Short task:
Arrange the records below as a Markdown table with the columns "Row" and "Line", giving each non-blank line its own numbered row.

Task inputs:
## start

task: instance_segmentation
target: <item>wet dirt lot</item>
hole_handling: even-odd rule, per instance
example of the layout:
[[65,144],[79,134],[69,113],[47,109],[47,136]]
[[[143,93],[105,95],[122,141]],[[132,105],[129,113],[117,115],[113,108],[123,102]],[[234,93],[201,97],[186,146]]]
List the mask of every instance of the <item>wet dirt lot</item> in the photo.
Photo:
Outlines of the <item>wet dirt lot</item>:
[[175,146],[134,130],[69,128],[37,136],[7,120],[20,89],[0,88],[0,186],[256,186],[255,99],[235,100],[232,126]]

## end

Result below:
| Row | Line |
|---|---|
| 1 | task: instance_segmentation |
| 2 | target: <item>wet dirt lot</item> |
| 3 | hole_handling: even-odd rule, per instance |
| 4 | example of the layout: |
| 5 | [[65,144],[79,134],[69,113],[47,109],[47,136]] |
| 6 | [[[143,93],[105,95],[122,141]],[[132,105],[129,113],[117,115],[113,108],[123,102]],[[234,93],[201,97],[186,146]]] |
| 7 | List the mask of every instance of the <item>wet dirt lot</item> in the photo. |
| 8 | Photo: |
| 9 | Outlines of the <item>wet dirt lot</item>: |
| 10 | [[175,146],[134,130],[69,128],[37,136],[7,120],[20,89],[0,88],[0,186],[256,186],[255,99],[235,100],[232,126]] |